▸ Stated problem
Rewrite the items below, replacing every "Query" with "Label" and leaving all other text unchanged.

▸ Data for processing
════════════════════
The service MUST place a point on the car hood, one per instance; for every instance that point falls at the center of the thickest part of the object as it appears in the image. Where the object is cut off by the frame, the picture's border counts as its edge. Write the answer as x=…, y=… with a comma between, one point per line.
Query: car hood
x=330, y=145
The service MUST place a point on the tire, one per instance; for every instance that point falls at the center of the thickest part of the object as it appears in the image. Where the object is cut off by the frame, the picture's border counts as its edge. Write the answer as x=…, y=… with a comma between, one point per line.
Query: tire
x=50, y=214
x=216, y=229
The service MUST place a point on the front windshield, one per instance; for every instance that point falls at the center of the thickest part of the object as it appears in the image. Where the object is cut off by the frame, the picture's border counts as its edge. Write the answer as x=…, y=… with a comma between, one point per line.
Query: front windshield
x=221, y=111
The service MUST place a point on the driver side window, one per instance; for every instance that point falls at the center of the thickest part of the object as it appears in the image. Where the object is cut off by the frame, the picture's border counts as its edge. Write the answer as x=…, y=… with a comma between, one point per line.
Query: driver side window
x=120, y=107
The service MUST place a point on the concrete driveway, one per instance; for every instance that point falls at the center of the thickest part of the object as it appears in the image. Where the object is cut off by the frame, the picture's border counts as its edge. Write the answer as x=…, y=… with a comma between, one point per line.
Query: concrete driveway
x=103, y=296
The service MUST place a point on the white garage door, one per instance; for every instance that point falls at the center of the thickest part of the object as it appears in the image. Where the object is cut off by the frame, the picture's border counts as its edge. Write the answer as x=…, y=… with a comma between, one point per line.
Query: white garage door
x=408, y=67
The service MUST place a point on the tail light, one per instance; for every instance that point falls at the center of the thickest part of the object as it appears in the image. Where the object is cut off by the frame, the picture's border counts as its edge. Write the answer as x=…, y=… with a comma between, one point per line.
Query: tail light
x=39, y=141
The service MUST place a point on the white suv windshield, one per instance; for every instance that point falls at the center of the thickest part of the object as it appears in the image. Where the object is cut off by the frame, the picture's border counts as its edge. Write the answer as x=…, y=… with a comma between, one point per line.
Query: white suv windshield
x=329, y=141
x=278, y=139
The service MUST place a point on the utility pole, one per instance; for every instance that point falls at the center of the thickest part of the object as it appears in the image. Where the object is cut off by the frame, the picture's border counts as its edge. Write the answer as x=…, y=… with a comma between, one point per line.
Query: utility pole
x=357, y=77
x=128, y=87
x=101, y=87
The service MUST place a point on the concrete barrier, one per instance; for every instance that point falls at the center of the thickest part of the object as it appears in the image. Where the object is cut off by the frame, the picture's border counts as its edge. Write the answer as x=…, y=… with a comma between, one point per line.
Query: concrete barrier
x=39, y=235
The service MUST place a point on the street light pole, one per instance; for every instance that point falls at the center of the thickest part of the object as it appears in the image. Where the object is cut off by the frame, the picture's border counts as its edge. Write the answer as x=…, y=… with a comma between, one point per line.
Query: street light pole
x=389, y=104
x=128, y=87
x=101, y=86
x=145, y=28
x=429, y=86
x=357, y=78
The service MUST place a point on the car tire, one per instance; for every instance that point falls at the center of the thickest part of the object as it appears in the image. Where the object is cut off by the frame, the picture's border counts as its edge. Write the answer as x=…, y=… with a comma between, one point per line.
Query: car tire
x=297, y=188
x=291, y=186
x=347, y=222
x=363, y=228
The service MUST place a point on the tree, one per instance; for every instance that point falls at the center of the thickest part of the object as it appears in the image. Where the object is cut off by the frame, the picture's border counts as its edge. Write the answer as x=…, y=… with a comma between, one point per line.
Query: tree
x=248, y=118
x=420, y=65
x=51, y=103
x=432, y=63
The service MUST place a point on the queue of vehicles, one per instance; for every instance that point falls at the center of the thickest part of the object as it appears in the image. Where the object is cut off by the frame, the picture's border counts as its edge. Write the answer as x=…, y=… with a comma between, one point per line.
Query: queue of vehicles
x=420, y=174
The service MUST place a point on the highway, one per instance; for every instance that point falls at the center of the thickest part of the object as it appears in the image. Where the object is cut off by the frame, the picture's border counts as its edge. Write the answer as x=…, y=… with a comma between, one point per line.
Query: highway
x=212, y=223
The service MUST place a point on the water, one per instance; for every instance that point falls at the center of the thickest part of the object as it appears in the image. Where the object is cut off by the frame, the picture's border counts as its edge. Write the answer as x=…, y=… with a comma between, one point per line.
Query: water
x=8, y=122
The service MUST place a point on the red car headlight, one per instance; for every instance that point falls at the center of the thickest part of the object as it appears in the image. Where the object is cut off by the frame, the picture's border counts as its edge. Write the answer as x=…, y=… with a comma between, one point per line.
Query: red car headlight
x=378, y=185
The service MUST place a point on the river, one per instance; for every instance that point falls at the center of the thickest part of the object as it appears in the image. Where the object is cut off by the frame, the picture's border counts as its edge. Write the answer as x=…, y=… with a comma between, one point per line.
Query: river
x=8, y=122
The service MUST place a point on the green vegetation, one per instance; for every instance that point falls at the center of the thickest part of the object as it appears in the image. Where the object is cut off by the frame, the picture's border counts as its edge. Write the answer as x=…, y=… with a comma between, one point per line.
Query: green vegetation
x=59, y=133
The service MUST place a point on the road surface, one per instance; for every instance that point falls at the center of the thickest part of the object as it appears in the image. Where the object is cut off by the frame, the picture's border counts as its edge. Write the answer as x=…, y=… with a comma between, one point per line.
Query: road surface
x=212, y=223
════════════════════
▸ Result of this task
The service MUST place a point on the car hood, one per instance; for every instance that point falls at the center of the thickest part of the object as it appears in the image. Where the object is cut off by the frame, the picture's border counts as its edge. Write the answer as x=…, y=… with a comma between, one point per line.
Label: car hood
x=330, y=145
The service MUST place a point on the tire, one per instance; for every instance that point falls at the center of the thickest part of the object as it appears in the image. Where the object is cut off by the frame, the picture's border counts as its edge. Write the answer as x=…, y=… with a comma between, one point per line.
Label: tire
x=50, y=214
x=216, y=229
The service MUST place a point on the front windshield, one per instance; for every instance that point falls at the center of the thickest part of the object as it appears in the image. Where the object is cut off by the frame, the picture's border counts as its edge. Write the answer as x=…, y=… with a comma between, one point per line.
Label: front windshield
x=221, y=111
The service MUST place a point on the driver side window, one per instance; for every instance that point falls at the center of the thickest part of the object as it appears in the image. Where the object is cut off by the frame, the picture's border counts as its edge. Write the answer as x=…, y=… with a comma between, one point per line.
Label: driver side window
x=120, y=107
The service MUST place a point on the concrete driveway, one per instance; for every instance that point falls at the center of the thickest part of the object as it appears in the image. Where the object is cut off by the frame, the picture's border counts as its edge. Write the answer as x=…, y=… with a comma between, one point per line.
Label: concrete driveway
x=103, y=296
The service MUST place a point on the white garage door, one per instance; for every instance that point falls at the center of the thickest part of the object as it appears in the image. Where the object is cut off by the frame, the picture's border counts as its edge. Write the answer as x=…, y=… with a comma between, one point per line.
Label: white garage door
x=408, y=67
The service MUST place a point on the tail light, one per instance; for every instance that point falls at the center of the thickest part of the object as it appears in the image. Where the object is cut off by the frame, the picture's border counts as its edge. Write the answer as x=…, y=… with a comma between, one point per line.
Label: tail light
x=39, y=141
The service MUST place a point on the white suv windshield, one per instance; for every instance that point falls at the center of the thickest part of the object as it appears in the image. Where the object is cut off by the frame, the picture's border counts as its edge. Write the answer as x=…, y=… with a comma between, one point per line.
Label: white suv windshield
x=329, y=141
x=278, y=139
The service MUST place a point on the utility pole, one per instance; for every instance that point falls at the center of the thickest part of the object as it appears in the image. Where the object is cut off by the frame, the picture's border counts as its edge. Write the answer as x=…, y=… with a comma between, one point per line.
Label: utility pole
x=357, y=77
x=128, y=87
x=101, y=87
The service MUST place a point on the concrete barrier, one per instance; for every instance that point falls at the center of the thickest part of the object as it appears in the image. Where the object is cut off by the frame, the picture's border counts as its edge. Write the answer as x=…, y=… with a comma between, one point per line.
Label: concrete barrier
x=39, y=235
The service MUST place a point on the street light pole, one per instance; for every instance that point falls at the center of the thickest part of the object as it appears in the image. Where the object is cut off by the frame, the picture's border counts as its edge. Write the answer as x=…, y=… with a comma between, one point per line.
Label: street light pole
x=389, y=104
x=128, y=87
x=101, y=86
x=145, y=28
x=429, y=86
x=357, y=78
The service MUST place a point on the car tire, one per instance; for every instance that point falls at the center of the thickest part of the object as it appears in the image. Where the object is cut off by the frame, the picture's border counts as its edge. Write the answer as x=…, y=… with a comma between, one point per line.
Label: car tire
x=297, y=188
x=291, y=186
x=347, y=222
x=363, y=228
The service MUST place a point on the tree, one per instance; for every instance that point falls at the center of the thickest part of the object as it appears in the image. Where the object is cut off by the frame, the picture's border counts as its edge. Write the answer as x=…, y=… with a comma between, one point per line.
Label: tree
x=248, y=118
x=420, y=65
x=51, y=103
x=432, y=63
The service MUST place a point on the queue of vehicles, one per instance; for every instance that point falls at the center of the thickest part of the object as it appears in the image. Where the object is cut off by the frame, the picture's border counts as its edge. Write the answer as x=…, y=… with a comma between, one point per line.
Label: queue of vehicles
x=420, y=174
The service MUST place a point on the highway, one per instance; for every instance that point falls at the center of the thickest part of the object as it appears in the image. Where the object is cut off by the frame, the picture's border counts as its edge. Write the answer as x=…, y=… with a comma between, one point per line.
Label: highway
x=212, y=223
The service MUST place a point on the water, one per instance; for every instance that point falls at the center of the thickest part of the object as it appears in the image. Where the object is cut off by the frame, the picture's border counts as its edge. Write the answer as x=…, y=… with a comma between, one point per line.
Label: water
x=8, y=122
The service MUST place a point on the red car headlight, one per instance; for every instance that point falls at the center of the thickest part of the object as it appears in the image. Where the object is cut off by the frame, the picture's border counts as its edge. Write the answer as x=…, y=… with a comma between, one point per line.
Label: red car headlight
x=378, y=185
The service MUST place a point on the river, one per instance; for every instance that point falls at the center of the thickest part of the object as it appears in the image. Where the object is cut off by the frame, the picture's border counts as its edge. Write the answer as x=…, y=… with a comma between, one point per line.
Label: river
x=8, y=122
The service MUST place a point on the green vegetation, one per instance; for every instance that point falls at the center of the thickest part of the object as it appears in the image. Where the object is cut off by the frame, the picture's border counts as its edge. Write the answer as x=…, y=… with a comma between, one point per line.
Label: green vegetation
x=59, y=133
The service MUST place a point on the road surface, one per instance; for every instance that point falls at the center of the thickest part of the object as it appears in the image. Where the object is cut off by the frame, the picture's border counts as its edge. Write the answer as x=…, y=… with a comma between, one point per line.
Label: road surface
x=212, y=223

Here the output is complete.